== Page excerpt ==
Iwakuni Domain (岩国藩, Iwakuni-han) was a feudal domain under the Tokugawa shogunate of Edo period Japan, in what is now southeastern Yamaguchi Prefecture. It was centered around Iwakuni jin'ya and was ruled throughout its history the Kikkawa clan. Iwakuni Domain was dissolved in the abolition of the han system in 1871.

==History==
Kikkawa Hiroie was the grandson of Mōri Motonari. At the Battle of Sekigahara in 1600, Kikkawa Hiroie secretly communicated with Tokugawa Ieyasu, providing the Eastern Army with vital intelligence and blocked the movement of Mōri clan forces, preventing them from entering into combat. Despite this, after the battle, Ieyasu was determined to destroy the Mōri clan, as they controlled ten provinces in western Japan. Kikkawa Hiroie negotiated a settlement which enabled the Mōri to retain at least the two provinces of Suō and Nagato, even though this cost him his own fief in Izumo Province of 140,000 koku. In return, the Mōri granted him the area around Iwakuni, with an assessed kokudaka of 30,000 koku, which was later increased to 60,000 koku. In 1615, Iwakuni Castle was demolished according to the one country, one castle ordinance issued by the shogunate, and a jin'ya was constructed as the clan residence at the base of the mountain where the castle was located.

== Data for analysis ==
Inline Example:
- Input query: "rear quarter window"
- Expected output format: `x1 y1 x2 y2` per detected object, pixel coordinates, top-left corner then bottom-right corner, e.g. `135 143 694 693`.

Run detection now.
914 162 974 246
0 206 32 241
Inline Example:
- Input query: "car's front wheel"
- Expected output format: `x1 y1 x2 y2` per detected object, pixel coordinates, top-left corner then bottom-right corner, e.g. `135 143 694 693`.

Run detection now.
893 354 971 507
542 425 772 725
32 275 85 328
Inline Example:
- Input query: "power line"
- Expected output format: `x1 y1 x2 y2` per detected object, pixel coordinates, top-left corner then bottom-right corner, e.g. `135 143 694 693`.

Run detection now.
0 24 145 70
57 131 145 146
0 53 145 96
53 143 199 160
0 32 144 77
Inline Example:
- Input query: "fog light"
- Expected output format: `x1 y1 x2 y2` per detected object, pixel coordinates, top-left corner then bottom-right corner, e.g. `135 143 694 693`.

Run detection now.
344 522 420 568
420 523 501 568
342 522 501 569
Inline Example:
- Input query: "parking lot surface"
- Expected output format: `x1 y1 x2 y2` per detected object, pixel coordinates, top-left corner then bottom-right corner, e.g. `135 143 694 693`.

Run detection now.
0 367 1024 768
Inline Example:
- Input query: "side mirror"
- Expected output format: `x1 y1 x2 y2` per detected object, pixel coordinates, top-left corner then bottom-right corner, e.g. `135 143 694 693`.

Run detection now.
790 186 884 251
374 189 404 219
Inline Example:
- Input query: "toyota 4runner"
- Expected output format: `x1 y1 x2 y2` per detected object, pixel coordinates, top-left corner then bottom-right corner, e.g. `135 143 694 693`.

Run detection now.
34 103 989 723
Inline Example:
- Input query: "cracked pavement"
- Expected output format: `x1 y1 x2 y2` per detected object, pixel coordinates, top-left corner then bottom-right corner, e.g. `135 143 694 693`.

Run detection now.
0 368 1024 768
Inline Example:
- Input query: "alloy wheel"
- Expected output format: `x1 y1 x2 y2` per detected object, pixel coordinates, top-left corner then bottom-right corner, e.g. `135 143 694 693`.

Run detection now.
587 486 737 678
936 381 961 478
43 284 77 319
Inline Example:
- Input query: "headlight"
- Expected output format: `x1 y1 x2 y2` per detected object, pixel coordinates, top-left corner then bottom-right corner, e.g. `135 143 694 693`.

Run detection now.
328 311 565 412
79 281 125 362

== Exercise prompt ==
Reproduce everything in the Iwakuni Domain text from "Iwakuni Domain (岩国藩, Iwakuni-han)" down to "system in 1871.", substituting "fief" for "feudal domain". The data has no connection to the Iwakuni Domain text.

== Result ==
Iwakuni Domain (岩国藩, Iwakuni-han) was a fief under the Tokugawa shogunate of Edo period Japan, in what is now southeastern Yamaguchi Prefecture. It was centered around Iwakuni jin'ya and was ruled throughout its history the Kikkawa clan. Iwakuni Domain was dissolved in the abolition of the han system in 1871.